■ ASSIGNMENT
Repeat every record exactly, omitting the pictures.

■ DATASET RECORDS
****************************************
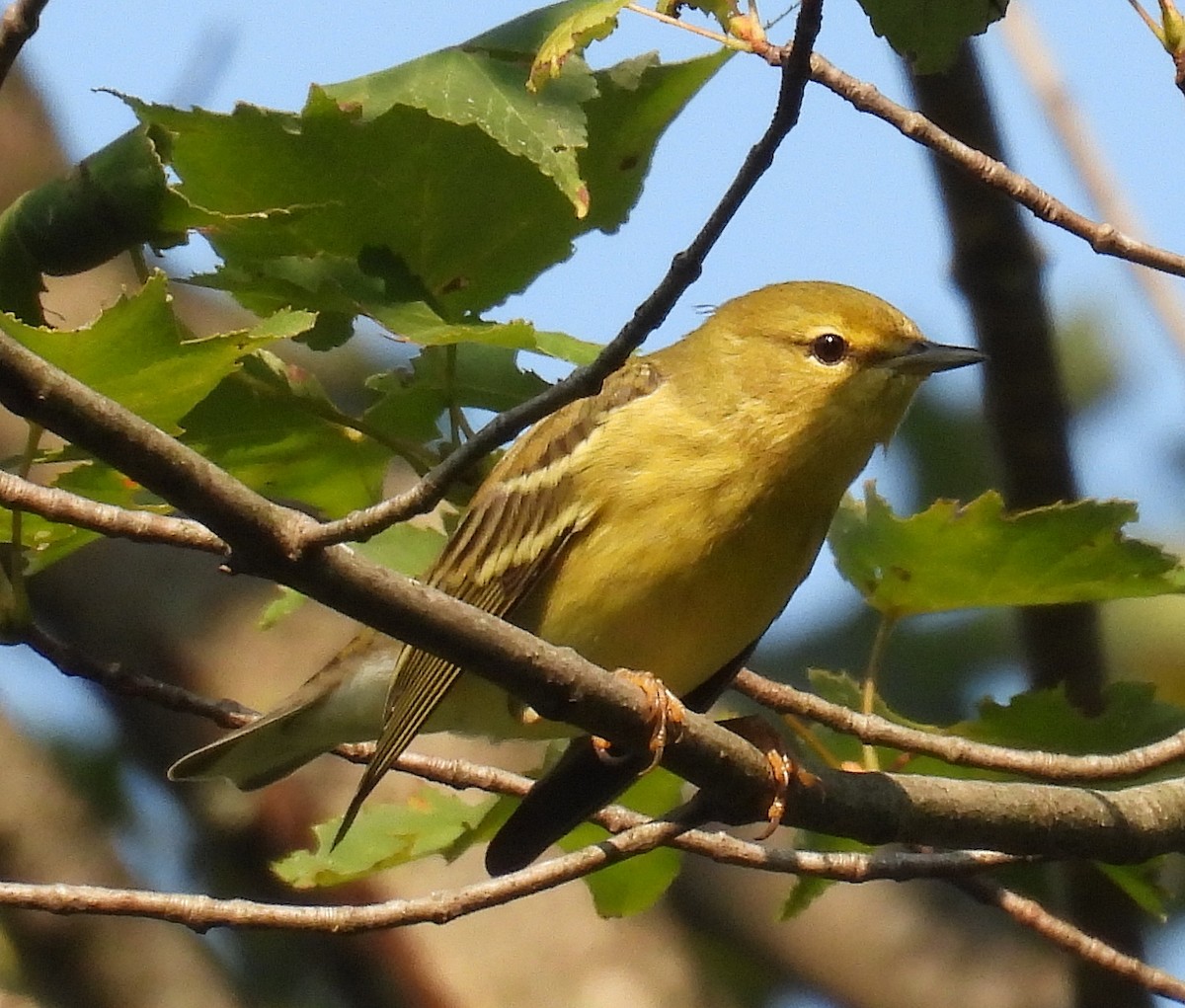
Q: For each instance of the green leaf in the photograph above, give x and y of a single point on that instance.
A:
(473, 199)
(572, 36)
(469, 87)
(959, 557)
(1131, 717)
(1143, 885)
(116, 199)
(929, 35)
(139, 354)
(467, 375)
(384, 836)
(635, 884)
(262, 427)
****************************************
■ FINAL ANSWER
Q: For each instance of the green leaf in the photograph above, give x and y of a single point on that instance.
A:
(473, 199)
(572, 36)
(469, 87)
(959, 557)
(1131, 717)
(1143, 885)
(116, 199)
(929, 35)
(139, 354)
(467, 375)
(384, 836)
(635, 884)
(262, 427)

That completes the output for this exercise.